### Directions
Render the rows from the line containing "of the man's" through the line containing "Query: bell logo on helmet", both included, as a JSON list of strings with one string per line and blank lines omitted.

### Entries
★ ★ ★ ★ ★

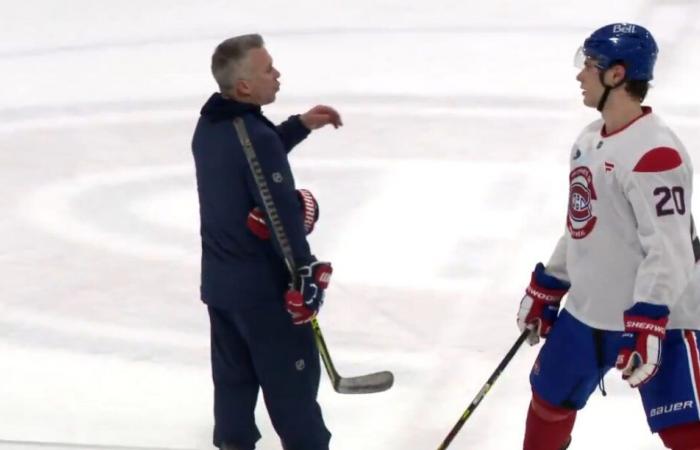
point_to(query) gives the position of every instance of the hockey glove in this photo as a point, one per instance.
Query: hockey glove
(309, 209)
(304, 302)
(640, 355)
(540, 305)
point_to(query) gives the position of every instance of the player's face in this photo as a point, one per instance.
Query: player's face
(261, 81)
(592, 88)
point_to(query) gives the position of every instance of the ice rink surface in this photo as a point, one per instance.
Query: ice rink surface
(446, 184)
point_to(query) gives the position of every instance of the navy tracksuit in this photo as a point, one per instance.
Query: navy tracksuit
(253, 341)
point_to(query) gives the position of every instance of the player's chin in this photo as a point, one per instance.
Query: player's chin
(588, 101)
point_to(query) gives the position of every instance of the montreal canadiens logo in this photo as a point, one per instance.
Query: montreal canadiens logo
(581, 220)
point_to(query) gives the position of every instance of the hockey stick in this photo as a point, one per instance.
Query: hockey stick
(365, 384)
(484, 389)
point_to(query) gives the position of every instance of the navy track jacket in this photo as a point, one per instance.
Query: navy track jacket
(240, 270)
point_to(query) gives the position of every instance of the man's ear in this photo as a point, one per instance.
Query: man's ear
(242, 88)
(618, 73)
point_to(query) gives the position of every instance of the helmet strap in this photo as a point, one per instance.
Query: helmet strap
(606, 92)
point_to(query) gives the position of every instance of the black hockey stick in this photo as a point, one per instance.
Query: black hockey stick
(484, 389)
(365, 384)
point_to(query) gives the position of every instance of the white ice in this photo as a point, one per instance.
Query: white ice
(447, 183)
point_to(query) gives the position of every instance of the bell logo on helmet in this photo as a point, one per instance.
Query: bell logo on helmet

★ ★ ★ ★ ★

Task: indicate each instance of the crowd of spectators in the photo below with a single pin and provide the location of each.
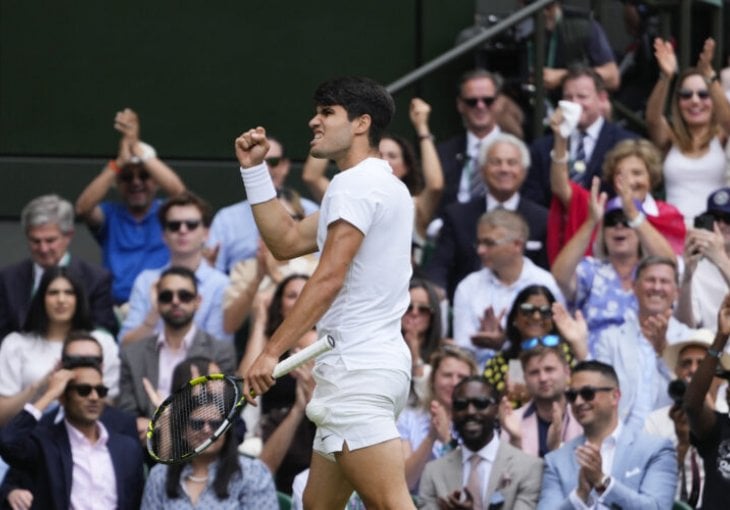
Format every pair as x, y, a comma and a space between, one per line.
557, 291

★ ★ ★ ★ ★

### Worked solution
[
  "point_to(query) gives the position of every instance of the man's ear in this photo as a point, one per instance.",
  "Query: man's ear",
  "(242, 88)",
  "(618, 73)",
  "point_to(query) gives the position of every instance of the helmet strap in this photo as a point, one per instance.",
  "Query: helmet strap",
  "(606, 92)",
  "point_to(query) gives the position of every instance of the black hockey stick in this photo as a point, one per instance.",
  "Query: black hockey stick",
  "(484, 389)",
  "(365, 384)",
  "point_to(query) gives the position of every instance of the white ice in this photo as a point, one per instance.",
  "Query: white ice",
  "(447, 183)",
  "point_to(query) gives the position of every instance of the bell logo on helmet in this photo as a point, one per instance.",
  "Query: bell logo on helmet"
]